WHAT TO DO - Word for word, transcribe the data below from the line with "of the winglet" to the line with "of the horizontal", keeping both of those lines.

DATA TO EXAMINE -

"""

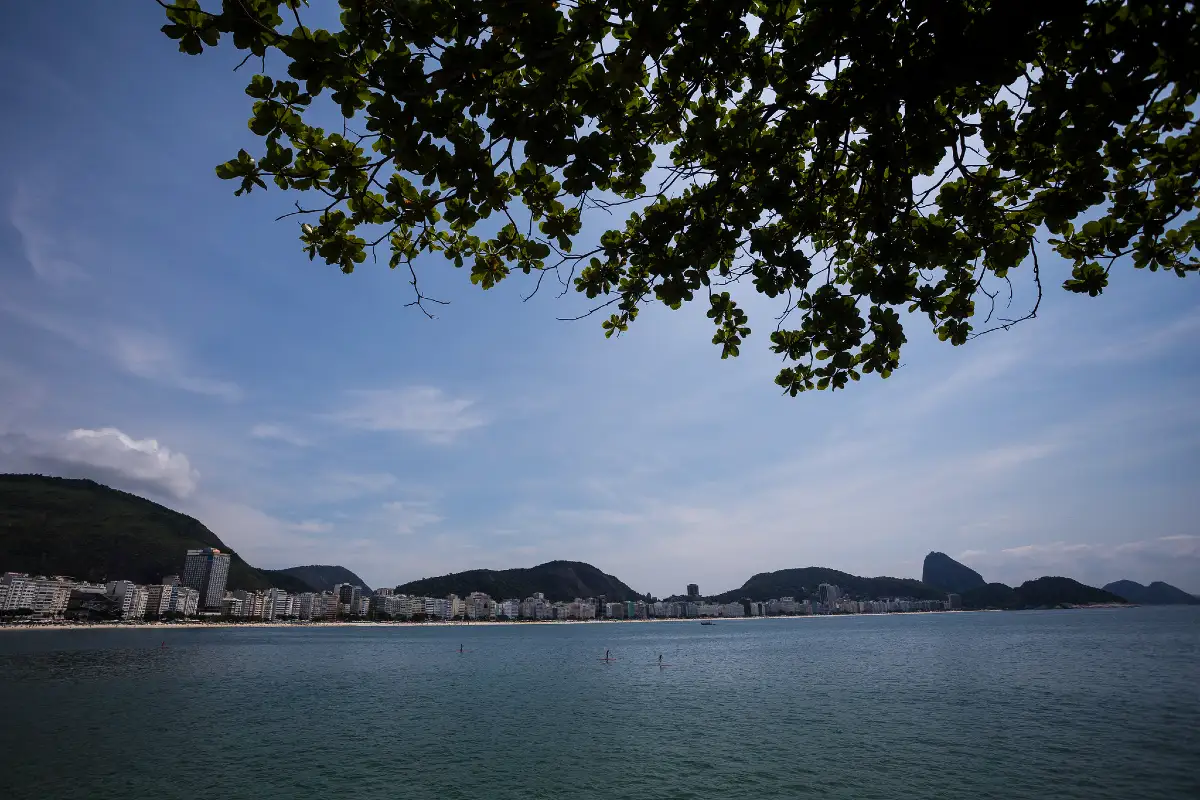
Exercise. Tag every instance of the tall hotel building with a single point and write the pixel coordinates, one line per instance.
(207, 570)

"""
"""

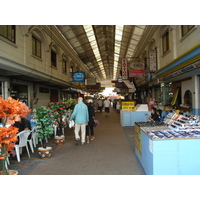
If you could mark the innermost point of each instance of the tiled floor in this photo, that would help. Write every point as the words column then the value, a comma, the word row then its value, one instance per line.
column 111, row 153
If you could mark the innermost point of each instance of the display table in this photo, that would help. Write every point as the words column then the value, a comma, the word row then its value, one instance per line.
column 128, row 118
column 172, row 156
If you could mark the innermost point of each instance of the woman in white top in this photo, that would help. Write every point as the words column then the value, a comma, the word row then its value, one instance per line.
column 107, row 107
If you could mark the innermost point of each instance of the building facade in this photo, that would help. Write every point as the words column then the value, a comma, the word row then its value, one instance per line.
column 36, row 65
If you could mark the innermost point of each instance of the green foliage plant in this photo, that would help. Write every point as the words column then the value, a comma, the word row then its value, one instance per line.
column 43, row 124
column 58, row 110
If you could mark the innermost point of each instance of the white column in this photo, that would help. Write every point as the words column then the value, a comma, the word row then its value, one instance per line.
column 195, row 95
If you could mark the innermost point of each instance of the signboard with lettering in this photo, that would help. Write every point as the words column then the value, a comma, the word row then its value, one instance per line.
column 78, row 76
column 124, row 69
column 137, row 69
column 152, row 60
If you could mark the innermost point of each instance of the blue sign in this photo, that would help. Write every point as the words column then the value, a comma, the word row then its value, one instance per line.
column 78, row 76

"""
"""

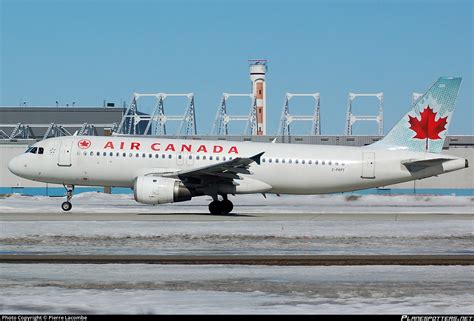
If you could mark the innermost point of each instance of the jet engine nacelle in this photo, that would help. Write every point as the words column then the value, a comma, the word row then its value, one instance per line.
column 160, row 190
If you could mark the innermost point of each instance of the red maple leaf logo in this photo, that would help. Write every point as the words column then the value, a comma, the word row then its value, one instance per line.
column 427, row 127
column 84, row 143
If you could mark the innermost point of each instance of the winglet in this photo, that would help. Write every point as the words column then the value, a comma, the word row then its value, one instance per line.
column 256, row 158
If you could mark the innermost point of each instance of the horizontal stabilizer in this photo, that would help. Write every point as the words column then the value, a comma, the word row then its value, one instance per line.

"""

ANSWER TO THIS PROBLEM -
If you could mark the innermost point of each instance of the winglet in this photo, that would help. Write every point as the words column then the value, a comma, the word row then its value, one instance per line.
column 256, row 158
If you could mark the innermost point of each instance of the horizontal stabilizer in this photo, that would help. Write every point as the words column then the value, a comma, the word row then its value, one instance per line.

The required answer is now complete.